Available records -
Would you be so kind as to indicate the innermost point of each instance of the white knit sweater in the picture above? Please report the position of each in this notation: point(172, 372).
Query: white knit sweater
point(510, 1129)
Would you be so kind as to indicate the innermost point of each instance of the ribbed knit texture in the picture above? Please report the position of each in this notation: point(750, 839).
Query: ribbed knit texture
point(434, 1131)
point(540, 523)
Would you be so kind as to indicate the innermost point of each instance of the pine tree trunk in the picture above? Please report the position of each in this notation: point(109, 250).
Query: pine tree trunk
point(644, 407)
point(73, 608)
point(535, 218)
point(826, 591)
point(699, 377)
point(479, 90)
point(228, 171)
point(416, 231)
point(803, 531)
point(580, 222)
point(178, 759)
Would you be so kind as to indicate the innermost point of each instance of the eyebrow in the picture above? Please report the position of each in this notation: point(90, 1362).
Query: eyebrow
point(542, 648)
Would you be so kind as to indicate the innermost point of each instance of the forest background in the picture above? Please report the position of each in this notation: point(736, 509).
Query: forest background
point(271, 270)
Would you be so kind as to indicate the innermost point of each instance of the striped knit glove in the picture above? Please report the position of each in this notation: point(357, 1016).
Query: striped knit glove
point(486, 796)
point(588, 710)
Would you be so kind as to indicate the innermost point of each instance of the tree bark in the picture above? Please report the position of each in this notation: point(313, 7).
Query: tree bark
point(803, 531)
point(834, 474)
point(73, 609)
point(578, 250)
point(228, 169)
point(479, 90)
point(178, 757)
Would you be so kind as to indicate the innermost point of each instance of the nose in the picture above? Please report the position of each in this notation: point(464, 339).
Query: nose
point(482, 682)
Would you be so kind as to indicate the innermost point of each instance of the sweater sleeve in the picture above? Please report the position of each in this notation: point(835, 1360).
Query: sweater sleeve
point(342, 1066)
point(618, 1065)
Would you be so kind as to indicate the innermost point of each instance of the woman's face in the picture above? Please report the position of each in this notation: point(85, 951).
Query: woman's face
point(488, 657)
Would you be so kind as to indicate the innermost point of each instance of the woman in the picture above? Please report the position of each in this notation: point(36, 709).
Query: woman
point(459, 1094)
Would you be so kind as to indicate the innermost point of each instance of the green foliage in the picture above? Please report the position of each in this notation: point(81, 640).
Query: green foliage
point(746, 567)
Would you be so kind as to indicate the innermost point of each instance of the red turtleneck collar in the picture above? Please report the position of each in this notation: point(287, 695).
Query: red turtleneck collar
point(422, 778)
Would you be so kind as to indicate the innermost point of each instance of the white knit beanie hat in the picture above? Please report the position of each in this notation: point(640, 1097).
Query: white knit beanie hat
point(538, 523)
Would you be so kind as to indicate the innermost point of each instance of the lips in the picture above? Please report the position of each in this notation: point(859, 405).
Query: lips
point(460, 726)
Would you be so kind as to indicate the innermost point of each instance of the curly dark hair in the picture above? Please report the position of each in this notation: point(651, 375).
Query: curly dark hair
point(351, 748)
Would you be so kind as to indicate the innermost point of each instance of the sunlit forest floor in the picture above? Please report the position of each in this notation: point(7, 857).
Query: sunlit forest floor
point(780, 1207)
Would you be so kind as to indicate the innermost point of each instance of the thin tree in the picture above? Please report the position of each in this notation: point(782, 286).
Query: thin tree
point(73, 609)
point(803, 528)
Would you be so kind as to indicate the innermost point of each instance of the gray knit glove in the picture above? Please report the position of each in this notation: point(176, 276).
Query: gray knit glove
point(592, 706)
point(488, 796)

Your task - Word for word, write out all the lines shown above.

Your response -
Would you be so kind as to indicate the innermost point of each instance of the white knit sweater in the picture above? Please report the position of each in this notation: point(172, 372).
Query: white knit sweater
point(510, 1129)
Would you be so kind as to indicate the innermost point of each instance of the ribbed knit texture in the picture above? Please report the position of each in this notation: point(750, 839).
Query: ribbed knit texture
point(434, 1131)
point(540, 523)
Would you be so kind as to indicate the innermost point of each instance of the pine tree trunk in the picture above? Please report the position of each in this notation: point(109, 250).
Query: pine tree trunk
point(644, 407)
point(73, 608)
point(535, 218)
point(826, 591)
point(699, 377)
point(479, 90)
point(228, 171)
point(416, 231)
point(803, 531)
point(580, 222)
point(178, 759)
Would you be so kind as to indicate the innermost point of each instance of the eyebrow in the picture above? Please report the position of each in this notation: point(90, 1362).
Query: eyebrow
point(542, 648)
Would you be so kind as to indicate the innermost point of each instance of the forest background in the picture above? Please report the position of each in this notation: point(736, 509).
Query: forest background
point(271, 270)
Would you be so kind as to indicate the innermost point of each instance of the striped knit glove in the picture above? Please report the position of each in this notation: point(357, 1016).
Query: striped knit glove
point(486, 796)
point(588, 710)
Would you be so kind as to indicate the innermost point of each instance of the tree bark in the picture above? Please report the position of each in this notation: point(313, 7).
Query: tree bark
point(803, 531)
point(834, 474)
point(73, 609)
point(578, 250)
point(228, 169)
point(479, 90)
point(178, 757)
Would you be so kind as to indicate the innermost point of each instance of the nose in the picture above? Please report the position of each in this notation: point(464, 339).
Query: nose
point(482, 682)
Would you be so kind as to indicate the innermost point of each instance of the sweater sleeve in the picture above? Please report the position of each in this notation: point(835, 1360).
Query: sweater sleeve
point(342, 1066)
point(618, 1065)
Would you be so kind as to indicate the innermost point of each instance of the woman's face in the picture above? Please report the position of each in this notation: point(85, 951).
Query: woman's face
point(488, 657)
Would you be so kind as to indicate the innermost point of each instance of the woman in the picture above? Please report the position of each in this notation: point(36, 709).
Query: woman
point(459, 1094)
Would you be so kind as to indicate the innermost point of each instance of the green foliage in the picture above? Please report the position of each in this notation: point(81, 640).
Query: green foliage
point(746, 567)
Would you be so kind as to indicate the innermost point of each instance of the red turtleneck collar in the picture above? Please report the position of each in this notation: point(287, 695).
Query: red turtleneck collar
point(422, 778)
Would you be so kind as to indicate the innermost point of each instance of the white knit beanie hat in the picture above? Please report the position of each in this notation: point(640, 1097).
Query: white knit beanie hat
point(538, 523)
Would you be so kind as to indicate the innermost point of each instance of the lips in the picture above? Please report the position of each in this notation: point(859, 405).
Query: lips
point(460, 726)
Would you be so kind as to indicate the innermost point of each instance of the curly dark hair in the picture above? Please report the position of each in this notation: point(651, 375).
Query: curly dark hair
point(351, 748)
Would you be so kind as to indicate the innermost point of each instance of the sunlit forest floor in the picture above? Please report the position of each in this notation: point(7, 857).
Query: sunlit forest floor
point(780, 1207)
Would you be so kind as to indicate the innermost point of each instance of the thin tree in the picture above? Please report the position of each in this notation: point(782, 286).
Query: thin tree
point(73, 609)
point(803, 528)
Would you be so kind as to indicate the innermost point of each instance of the gray knit glove in the picture above? Please report the position of each in this notation: point(176, 276).
Query: gray knit glove
point(592, 706)
point(488, 796)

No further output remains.